TASK DESCRIPTION
Render the lines from the one containing "segment: shoreline" through the one containing "94], [189, 97]]", both included, as a numbered list without the blank lines.

─── SUPPLIED RECORDS ───

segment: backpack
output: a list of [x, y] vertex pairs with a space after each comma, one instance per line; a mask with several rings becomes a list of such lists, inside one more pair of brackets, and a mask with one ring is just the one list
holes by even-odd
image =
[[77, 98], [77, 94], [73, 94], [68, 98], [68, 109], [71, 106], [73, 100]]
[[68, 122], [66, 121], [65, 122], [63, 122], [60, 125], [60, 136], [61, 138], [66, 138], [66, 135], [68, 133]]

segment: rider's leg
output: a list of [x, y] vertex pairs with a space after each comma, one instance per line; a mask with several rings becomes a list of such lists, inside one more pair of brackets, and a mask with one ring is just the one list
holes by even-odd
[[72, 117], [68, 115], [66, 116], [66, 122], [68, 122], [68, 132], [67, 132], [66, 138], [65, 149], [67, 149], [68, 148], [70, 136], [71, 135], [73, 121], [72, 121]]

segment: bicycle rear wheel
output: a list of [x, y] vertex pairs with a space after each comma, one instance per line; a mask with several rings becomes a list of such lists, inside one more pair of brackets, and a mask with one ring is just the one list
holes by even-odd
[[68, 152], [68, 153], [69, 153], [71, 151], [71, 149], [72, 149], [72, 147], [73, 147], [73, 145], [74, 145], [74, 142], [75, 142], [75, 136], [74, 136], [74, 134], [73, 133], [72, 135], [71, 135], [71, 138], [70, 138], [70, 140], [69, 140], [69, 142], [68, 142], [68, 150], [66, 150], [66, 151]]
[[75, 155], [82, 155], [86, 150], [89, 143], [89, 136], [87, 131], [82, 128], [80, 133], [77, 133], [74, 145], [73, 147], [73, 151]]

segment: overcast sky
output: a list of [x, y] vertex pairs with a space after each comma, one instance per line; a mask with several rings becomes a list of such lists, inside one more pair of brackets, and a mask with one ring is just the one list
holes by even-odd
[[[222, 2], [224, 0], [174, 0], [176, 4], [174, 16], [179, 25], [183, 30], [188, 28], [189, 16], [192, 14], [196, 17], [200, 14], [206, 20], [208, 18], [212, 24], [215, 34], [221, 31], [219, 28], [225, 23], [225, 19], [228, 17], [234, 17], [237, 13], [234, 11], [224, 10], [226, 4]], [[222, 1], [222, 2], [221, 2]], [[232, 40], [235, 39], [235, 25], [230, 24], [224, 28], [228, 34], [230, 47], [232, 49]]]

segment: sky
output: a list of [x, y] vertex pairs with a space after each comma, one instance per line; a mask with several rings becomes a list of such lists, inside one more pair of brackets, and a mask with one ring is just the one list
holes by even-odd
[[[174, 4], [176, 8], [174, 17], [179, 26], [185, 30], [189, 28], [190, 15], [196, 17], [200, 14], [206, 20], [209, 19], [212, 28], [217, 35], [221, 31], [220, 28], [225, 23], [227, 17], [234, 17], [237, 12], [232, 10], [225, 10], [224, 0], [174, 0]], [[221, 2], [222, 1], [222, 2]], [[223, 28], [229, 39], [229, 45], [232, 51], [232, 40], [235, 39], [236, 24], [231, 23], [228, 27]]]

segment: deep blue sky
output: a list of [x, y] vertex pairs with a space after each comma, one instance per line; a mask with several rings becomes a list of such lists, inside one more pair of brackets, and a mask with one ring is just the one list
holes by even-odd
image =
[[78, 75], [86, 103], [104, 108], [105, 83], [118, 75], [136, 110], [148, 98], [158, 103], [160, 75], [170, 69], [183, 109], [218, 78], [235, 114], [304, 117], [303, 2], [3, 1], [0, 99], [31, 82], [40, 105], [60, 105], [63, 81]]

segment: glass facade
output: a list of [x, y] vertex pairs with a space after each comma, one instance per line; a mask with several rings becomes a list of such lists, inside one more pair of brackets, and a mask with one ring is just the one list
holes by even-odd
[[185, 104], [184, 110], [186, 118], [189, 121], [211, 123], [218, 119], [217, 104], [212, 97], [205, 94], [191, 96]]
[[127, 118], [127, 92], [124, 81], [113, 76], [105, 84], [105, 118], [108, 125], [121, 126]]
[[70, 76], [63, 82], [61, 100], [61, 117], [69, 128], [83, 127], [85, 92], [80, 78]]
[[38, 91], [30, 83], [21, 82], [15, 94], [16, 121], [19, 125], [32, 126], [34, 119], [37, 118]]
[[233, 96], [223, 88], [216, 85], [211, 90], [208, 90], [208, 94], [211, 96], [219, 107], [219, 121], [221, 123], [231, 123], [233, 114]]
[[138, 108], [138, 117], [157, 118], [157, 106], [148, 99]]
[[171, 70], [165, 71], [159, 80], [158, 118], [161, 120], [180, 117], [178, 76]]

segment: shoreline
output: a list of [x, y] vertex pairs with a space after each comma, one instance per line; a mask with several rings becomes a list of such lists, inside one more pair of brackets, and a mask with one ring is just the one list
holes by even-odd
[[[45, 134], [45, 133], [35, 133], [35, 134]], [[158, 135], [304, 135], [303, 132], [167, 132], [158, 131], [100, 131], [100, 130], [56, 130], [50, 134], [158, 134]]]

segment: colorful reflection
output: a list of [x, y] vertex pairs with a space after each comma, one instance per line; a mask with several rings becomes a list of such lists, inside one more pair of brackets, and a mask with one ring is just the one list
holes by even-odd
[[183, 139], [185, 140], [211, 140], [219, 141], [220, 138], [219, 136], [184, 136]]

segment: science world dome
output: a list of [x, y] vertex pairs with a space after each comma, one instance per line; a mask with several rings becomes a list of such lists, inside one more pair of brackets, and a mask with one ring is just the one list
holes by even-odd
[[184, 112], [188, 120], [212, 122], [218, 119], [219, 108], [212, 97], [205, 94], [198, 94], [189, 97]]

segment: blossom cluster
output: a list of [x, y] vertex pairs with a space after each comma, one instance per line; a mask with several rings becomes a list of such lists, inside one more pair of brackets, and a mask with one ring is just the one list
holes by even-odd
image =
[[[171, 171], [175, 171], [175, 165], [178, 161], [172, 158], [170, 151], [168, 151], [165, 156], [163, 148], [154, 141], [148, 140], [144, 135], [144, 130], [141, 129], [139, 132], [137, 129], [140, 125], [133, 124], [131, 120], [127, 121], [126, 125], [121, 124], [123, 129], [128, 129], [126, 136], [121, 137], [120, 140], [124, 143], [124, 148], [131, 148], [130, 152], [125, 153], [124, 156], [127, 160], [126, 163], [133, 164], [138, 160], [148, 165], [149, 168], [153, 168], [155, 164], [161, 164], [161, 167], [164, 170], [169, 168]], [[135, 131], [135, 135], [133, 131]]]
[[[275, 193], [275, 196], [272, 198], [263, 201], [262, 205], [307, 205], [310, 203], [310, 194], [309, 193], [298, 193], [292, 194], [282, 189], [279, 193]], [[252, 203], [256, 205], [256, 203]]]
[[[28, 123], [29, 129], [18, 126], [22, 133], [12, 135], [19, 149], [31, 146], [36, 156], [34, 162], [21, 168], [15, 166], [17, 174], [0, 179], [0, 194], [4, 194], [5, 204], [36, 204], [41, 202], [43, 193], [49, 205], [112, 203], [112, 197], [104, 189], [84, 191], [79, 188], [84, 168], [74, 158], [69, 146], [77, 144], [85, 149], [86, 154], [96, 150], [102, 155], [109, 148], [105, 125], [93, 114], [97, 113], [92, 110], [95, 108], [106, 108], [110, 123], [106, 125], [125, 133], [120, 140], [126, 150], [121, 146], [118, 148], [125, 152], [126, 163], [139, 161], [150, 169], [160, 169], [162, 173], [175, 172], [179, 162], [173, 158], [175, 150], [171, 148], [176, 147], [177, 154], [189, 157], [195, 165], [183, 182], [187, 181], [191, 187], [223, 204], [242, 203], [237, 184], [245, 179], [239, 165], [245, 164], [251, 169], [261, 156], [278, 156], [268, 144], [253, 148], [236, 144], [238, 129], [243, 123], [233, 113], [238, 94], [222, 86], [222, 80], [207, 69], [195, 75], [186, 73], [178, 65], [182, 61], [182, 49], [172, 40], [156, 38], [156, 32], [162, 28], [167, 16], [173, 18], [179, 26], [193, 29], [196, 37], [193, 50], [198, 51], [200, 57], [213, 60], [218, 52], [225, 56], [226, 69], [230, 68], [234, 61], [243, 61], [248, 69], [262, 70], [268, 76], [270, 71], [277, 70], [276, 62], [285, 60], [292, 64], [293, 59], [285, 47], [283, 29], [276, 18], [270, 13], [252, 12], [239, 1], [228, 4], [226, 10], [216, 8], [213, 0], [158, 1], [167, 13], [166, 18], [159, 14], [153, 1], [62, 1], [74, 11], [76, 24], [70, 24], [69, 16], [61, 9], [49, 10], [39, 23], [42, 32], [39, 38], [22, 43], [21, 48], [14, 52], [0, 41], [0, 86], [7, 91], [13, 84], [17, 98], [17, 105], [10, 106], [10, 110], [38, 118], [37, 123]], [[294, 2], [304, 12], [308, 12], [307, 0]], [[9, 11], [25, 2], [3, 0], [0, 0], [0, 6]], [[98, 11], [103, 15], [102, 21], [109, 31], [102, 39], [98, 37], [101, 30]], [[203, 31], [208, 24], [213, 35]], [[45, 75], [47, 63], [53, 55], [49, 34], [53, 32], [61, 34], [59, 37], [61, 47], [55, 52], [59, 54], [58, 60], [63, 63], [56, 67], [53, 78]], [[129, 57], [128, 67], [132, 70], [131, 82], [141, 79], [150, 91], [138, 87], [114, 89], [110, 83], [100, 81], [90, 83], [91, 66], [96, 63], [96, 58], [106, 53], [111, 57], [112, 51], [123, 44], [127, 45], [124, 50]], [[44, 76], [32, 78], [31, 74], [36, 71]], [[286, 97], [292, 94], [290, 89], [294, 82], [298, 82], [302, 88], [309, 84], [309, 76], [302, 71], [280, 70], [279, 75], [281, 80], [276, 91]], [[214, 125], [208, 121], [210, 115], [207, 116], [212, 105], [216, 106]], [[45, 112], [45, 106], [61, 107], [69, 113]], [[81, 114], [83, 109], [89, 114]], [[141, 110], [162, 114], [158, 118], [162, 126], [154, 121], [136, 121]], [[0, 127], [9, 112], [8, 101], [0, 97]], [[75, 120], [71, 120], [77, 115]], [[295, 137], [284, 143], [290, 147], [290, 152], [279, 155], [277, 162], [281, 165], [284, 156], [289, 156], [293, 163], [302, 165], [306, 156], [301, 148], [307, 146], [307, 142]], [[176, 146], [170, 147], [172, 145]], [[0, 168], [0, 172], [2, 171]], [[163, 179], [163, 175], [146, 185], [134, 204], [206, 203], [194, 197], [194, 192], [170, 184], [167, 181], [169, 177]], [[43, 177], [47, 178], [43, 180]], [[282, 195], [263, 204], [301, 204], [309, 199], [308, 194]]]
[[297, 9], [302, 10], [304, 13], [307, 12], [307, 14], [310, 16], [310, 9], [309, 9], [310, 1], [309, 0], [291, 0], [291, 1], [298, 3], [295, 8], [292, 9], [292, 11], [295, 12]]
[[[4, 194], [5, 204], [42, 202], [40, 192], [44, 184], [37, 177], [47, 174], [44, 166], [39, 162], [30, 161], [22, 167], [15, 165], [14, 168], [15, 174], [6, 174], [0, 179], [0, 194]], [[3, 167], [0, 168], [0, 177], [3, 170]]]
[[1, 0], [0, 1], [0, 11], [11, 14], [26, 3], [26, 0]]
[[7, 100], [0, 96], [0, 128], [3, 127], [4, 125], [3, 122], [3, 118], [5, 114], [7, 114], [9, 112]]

───

ANSWER FOR THE TASK
1. segment: shoreline
2. output: a list of [x, y] vertex pairs with a space after each comma, one instance per line; a mask with several rings becomes a list of such lists, inside one more pair of brackets, and a mask with one ring is just the one list
3. holes by even-odd
4. [[[45, 134], [45, 133], [35, 133], [35, 134]], [[158, 135], [304, 135], [303, 132], [167, 132], [158, 131], [100, 131], [100, 130], [56, 130], [50, 134], [158, 134]]]
5. segment: colorful reflection
6. output: a list of [x, y] vertex pairs with a space after each comma, one instance per line; a mask with several rings becomes a list of such lists, inside one more pair of brackets, and a mask with one ring is just the one list
7. holes by even-odd
8. [[183, 139], [185, 140], [211, 140], [219, 141], [220, 138], [219, 136], [184, 136]]
9. segment: science world dome
10. output: a list of [x, y] vertex pairs with a space after each comma, one instance per line; a mask with several rings becomes a list of such lists, inside one more pair of brackets, and a mask with one ring is just the one list
11. holes by even-odd
12. [[184, 112], [188, 120], [212, 122], [218, 119], [219, 108], [212, 97], [205, 94], [198, 94], [189, 97]]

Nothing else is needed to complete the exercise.